_PROBLEM TO SOLVE_.
Locate every line in the listing below that contains the word "field" and copy each of those lines.

_RECORDS TO USE_.
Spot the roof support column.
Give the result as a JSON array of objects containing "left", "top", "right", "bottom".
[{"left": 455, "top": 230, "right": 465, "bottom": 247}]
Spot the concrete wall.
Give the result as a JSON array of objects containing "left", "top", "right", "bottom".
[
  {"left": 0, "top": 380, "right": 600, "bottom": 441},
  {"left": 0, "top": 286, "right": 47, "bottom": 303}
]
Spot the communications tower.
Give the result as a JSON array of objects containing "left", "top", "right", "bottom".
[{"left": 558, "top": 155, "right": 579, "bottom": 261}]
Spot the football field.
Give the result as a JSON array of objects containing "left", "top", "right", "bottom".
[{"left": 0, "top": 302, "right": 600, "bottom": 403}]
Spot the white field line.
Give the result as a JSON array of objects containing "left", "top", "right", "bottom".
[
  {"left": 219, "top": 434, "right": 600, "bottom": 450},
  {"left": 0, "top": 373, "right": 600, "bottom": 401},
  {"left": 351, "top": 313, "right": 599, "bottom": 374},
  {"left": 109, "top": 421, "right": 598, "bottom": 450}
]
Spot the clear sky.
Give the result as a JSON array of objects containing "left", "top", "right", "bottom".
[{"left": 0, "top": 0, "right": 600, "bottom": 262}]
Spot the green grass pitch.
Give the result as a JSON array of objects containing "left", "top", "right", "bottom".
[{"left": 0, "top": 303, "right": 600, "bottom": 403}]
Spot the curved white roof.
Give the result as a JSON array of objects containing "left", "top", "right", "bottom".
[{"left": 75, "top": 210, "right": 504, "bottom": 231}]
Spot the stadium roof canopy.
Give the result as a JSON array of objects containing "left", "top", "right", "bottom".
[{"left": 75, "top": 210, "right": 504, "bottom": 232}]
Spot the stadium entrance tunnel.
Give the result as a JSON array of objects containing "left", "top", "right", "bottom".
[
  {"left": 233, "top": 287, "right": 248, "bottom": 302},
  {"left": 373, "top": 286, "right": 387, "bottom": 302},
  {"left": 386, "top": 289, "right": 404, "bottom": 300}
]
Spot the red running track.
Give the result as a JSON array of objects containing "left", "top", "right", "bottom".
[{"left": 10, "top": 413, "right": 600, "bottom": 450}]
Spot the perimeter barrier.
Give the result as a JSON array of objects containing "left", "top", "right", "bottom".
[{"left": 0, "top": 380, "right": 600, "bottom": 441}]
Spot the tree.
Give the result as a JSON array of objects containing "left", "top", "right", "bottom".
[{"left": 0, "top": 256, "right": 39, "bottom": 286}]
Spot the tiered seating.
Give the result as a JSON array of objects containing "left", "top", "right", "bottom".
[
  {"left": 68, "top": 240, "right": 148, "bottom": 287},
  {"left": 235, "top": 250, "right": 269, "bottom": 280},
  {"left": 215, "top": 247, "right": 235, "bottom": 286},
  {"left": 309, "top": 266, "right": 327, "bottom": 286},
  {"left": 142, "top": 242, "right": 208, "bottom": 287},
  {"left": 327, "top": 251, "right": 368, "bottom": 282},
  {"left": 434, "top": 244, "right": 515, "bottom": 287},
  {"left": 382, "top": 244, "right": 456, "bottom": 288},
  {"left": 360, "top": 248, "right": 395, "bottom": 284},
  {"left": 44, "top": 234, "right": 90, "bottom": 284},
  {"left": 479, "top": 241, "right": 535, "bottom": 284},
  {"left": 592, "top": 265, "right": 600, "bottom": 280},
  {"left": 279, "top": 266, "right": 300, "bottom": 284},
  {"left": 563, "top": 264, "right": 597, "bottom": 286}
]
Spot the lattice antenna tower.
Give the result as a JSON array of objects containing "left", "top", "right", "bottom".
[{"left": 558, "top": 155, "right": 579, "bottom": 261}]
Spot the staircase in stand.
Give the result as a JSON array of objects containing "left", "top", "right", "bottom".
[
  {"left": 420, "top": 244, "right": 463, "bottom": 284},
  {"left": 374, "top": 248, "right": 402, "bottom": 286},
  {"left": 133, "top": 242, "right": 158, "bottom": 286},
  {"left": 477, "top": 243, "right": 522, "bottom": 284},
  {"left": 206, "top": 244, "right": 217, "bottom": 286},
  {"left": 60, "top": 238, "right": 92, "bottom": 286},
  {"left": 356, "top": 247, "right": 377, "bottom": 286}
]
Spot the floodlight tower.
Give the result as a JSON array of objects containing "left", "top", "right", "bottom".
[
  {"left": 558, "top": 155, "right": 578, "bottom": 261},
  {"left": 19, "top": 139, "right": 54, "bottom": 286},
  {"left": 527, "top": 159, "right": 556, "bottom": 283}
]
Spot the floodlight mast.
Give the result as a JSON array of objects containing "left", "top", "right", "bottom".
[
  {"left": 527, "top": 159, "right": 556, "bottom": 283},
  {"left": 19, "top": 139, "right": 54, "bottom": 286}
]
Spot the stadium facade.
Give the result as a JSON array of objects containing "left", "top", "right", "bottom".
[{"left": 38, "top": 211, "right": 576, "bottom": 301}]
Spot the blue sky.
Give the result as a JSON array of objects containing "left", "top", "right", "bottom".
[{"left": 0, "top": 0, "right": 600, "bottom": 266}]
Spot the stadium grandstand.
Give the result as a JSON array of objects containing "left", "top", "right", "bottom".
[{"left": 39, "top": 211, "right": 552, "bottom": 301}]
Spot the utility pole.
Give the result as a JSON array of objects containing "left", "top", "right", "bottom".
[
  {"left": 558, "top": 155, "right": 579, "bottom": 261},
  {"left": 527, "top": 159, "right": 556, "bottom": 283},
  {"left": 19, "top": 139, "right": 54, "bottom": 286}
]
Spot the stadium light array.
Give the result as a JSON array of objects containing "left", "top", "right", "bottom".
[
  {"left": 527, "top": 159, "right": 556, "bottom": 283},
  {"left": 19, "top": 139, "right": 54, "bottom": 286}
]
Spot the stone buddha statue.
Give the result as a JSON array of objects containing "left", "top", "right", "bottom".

_SOLUTION TO THE PROBLEM_.
Spot the football field.
Spot the white field line.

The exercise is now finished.